Study shows that blended online learning is effective and significantly decreases learning gaps in spine surgery

The COVID-19 pandemic led to scarcity of face-to-face education from one day to the next everywhere in the world. While faced with a necessity to transfer education online, AO Spine lacked data on the effectiveness of online blended courses. This was the chief motivator for the study, “Evaluation of Blended Online Learning in Three Spinal Surgery Educational Courses,” published recently in the Journal of European CME.

The study showed that participants’ learning gaps decreased in all three courses and with statistical significance in two of three courses. It found that a fully online blended learning course on spine surgery can be delivered effectively with a high participant and faculty satisfaction rate, and that the asynchronous part of such a course contributes significantly to learning.

AO Spine, as the global leader in spine surgery education, has significant experience in this training subspecialty, but this experience had not been adequately published in the literature. COVID-19—and the AO’s agile pivot to online education in the face of the pandemic—proved to be an opportunity for the study’s authors. They felt that the results of this experiment should be shared with colleagues across the world for developing substantial online educational activities in the future.

This paper is significant for its novelty: It is one of the first papers about the evaluation of distance education accomplished by fully online blended learning on spine surgery. Besides the pandemic, there are many people—especially in underserved parts of the world—for whom travel to a course location is and will remain untenable due to economic reasons. So, the study’s authors expected online blended learning to stay in service of these people, which makes proving its effectiveness even more important.


‘Perseverance and engagement’ a major challenge

Retention of faculty and participants in the learning management system was one of the critical online learning issues underscored in the study. Perseverance and engagement emerged as key factors. Once registration of online blended learning course participants was complete, motivating and retaining faculty and participants become a major challenge. AO Spine worked hard to establish a faculty training program before the courses with invaluable support from the AO Education Institute; this program was a major factor in persuading course chairpersons, educational advisors, and faculty of the feasibility of this learning/teaching experience. These people were instrumental in motivating participants to participate in the activities presented in the learning environment from start to end.


'Blended online' will stay in toolbox

At the time the study was published, although the authors had demonstrated that online learning is effective (at least in significantly decreasing participants’ learning gaps), they did not yet know whether it would be as—or more—effective (as the standard format of online asynchronous (self-directed) learning followed by in-person, face-to-face synchronous learning. In this regard, the AO Davos Courses 2021 had two very similar endoscopy courses in two formats: online, as well as online followed by in-person, face-to-face learning. This afforded the study’s authors the ability to compare these formats for their effectiveness; A paper on this experience is planned.

While the study confirmed the effectiveness of the online format, it also demonstrated that it is less effective compared to the online face-to-face blend. Based on this, unless another pandemic or similar situation imposes face-to-face meeting restrictions, the online format discussed in the paper is not likely to become “the” standard AO Spine educational offering. On the other hand, it will remain in AO Spine’s toolbox as an alternative solution in delivering educational services to the underserved areas of the world.

• Exercise details
Rewrite the stretch of the article on blended online learning from "The study showed" through "in the future.", putting "instructor" wherever "faculty" appears. The rows after the article play no part in this work.

• Exercise data

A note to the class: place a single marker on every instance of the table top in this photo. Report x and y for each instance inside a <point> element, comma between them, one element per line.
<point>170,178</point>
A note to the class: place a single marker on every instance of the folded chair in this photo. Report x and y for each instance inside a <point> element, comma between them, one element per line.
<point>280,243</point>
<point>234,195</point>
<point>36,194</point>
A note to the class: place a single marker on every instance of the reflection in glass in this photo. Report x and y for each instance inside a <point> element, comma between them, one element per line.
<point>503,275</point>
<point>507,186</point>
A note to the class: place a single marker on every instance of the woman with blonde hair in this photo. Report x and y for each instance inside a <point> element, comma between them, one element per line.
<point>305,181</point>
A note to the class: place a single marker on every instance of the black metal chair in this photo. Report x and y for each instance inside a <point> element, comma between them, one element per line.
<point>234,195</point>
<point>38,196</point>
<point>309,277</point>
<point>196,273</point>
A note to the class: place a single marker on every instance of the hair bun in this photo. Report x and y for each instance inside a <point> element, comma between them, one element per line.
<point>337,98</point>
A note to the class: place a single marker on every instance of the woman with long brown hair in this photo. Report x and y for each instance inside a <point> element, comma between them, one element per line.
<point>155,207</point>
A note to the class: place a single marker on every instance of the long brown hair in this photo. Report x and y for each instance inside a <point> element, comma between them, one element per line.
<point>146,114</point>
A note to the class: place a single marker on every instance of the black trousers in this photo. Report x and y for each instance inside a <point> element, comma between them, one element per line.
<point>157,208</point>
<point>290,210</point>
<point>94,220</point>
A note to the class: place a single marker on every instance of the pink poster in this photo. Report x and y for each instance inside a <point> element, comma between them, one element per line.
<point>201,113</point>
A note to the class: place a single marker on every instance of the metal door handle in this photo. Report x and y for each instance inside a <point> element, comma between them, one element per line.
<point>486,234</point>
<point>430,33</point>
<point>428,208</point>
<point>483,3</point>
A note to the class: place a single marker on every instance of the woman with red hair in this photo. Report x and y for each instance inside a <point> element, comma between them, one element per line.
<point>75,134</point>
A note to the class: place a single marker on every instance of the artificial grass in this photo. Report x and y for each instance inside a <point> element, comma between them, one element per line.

• Answer to the problem
The study showed that participants’ learning gaps decreased in all three courses and with statistical significance in two of three courses. It found that a fully online blended learning course on spine surgery can be delivered effectively with a high participant and instructor satisfaction rate, and that the asynchronous part of such a course contributes significantly to learning.

AO Spine, as the global leader in spine surgery education, has significant experience in this training subspecialty, but this experience had not been adequately published in the literature. COVID-19—and the AO’s agile pivot to online education in the face of the pandemic—proved to be an opportunity for the study’s authors. They felt that the results of this experiment should be shared with colleagues across the world for developing substantial online educational activities in the future.